# Study questions:
1. Update the self-storage text between "In addition, some" and "tenant moves in.", inclusive, replacing "Utilization rates" with "Usage rates".
2. In the self-storage text, what four qualities does it say facilities need to have?
3. Carry the self-storage text forward past its last sentence.
======== Extract to read
Success has brought sophisticated management and sophisticated competition. Online marketing drives rentals now, while a host of automated kiosks and operational software platforms are bringing sweeping modernization and optimization to the business.
Unlike the commercial office sector, where it’s hard to see a bottom in sight, self-storage’s fundamentals remain strong. My best read is that barring a deep recession, those fundamentals will stay that way for a long time. Our society continues to orient toward personal flexibility and mobility, both of which benefit self-storage facilitates.
Until recently, just about every regional market in the country supported the construction of new self-storage facilities due to pandemic-era rate increases - that is, “on paper”. However, construction costs and more recently interest costs have hyper-inflated over prior years. Combine this with rate declines and deals don’t quite pencil like they used to, especially for new entrants that are not used to the extended periods to stabilize self storage that other real estate assets don’t require.
Other challenges exist including zoning regulations that present obstacles for the industry in some metro areas. Unlike certain other commercial developments, storage centers are not job creation engines and don’t always get the favorable government reception that, for example, building a manufacturing plant might.
In addition, some markets are now overbuilt. Utilization rates are still high, but new facilities are filling up more slowly than they were a few years ago. Rents are falling after the pandemic-fueled boom, but there’s no sign of any broad-based supply/demand imbalance.
That said, occupancy rates seem to be holding strong. Demographics and higher awareness of our product means more consumers. Sophisticated operators still stick to the basics - facilities need to be accessible, well lit, clean, and secure, to appeal to the broadest possible but they don’t need to be fancy, nor repainted every time a new tenant moves in.
================
======== Source material
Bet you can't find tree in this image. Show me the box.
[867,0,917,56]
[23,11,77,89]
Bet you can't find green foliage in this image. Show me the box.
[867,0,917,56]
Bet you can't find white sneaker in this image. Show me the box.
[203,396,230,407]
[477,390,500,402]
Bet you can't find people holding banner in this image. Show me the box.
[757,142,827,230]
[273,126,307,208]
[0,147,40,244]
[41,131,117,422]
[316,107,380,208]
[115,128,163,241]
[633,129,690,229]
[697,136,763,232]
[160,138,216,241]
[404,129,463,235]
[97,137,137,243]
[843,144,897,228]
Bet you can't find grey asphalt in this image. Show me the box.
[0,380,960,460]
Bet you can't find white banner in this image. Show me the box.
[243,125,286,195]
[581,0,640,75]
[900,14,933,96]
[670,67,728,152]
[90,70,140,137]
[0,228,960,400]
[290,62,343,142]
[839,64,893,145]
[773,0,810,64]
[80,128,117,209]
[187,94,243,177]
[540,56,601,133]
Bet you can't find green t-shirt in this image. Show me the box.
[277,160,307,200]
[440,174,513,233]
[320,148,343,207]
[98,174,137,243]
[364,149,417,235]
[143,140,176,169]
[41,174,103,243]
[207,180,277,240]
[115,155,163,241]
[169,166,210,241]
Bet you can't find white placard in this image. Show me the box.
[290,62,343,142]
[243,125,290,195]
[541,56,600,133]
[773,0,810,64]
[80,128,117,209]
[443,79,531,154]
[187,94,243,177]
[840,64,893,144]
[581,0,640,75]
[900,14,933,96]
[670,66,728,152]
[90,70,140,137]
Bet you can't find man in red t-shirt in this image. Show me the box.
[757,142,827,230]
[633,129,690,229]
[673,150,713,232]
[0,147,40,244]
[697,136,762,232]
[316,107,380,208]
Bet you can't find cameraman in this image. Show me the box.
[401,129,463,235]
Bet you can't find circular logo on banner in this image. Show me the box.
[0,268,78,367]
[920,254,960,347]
================
# Written responses:
1.
In addition, some markets are now overbuilt. Usage rates are still high, but new facilities are filling up more slowly than they were a few years ago. Rents are falling after the pandemic-fueled boom, but there’s no sign of any broad-based supply/demand imbalance.
That said, occupancy rates seem to be holding strong. Demographics and higher awareness of our product means more consumers. Sophisticated operators still stick to the basics - facilities need to be accessible, well lit, clean, and secure, to appeal to the broadest possible but they don’t need to be fancy, nor repainted every time a new tenant moves in.

2. They need to be accessible, well lit, clean, and secure.

3.
Pricing power is one of the industry’s secret weapons. The monthly cost of a storage unit can go up $15 or $20 and won’t affect most customers’ decision to keep their space given the room to pursue life and flexibility it provides them. Plus, years ago our industry saddled itself with promotions like “first month free”, which have become our version of retail “loss leaders”. Rate increases after a reasonable period of time move self storage owners toward a reasonable return on their investment.
Biggest wild card over the horizon? Consumer behavior. A material change in the habits and patterns of the American consumer could throw a wrench into growth prospects, but barring that, self-storage looks strong.
It’s been great to watch our industry grow – though growth has, of course, brought a higher level of competition. Being pound-for-pound the best in self storage these days requires the ability to create high quality real estate assets and deliver consistently excellent customer service.
As the Wall Street Journal piece points out, more money is chasing self-storage assets because of its track record and prospects. While it’s a fine line between “hot” and “overheated,” I remain a believer in self-storage. It’s a young and durable industry that should continue to thrive for generations to come.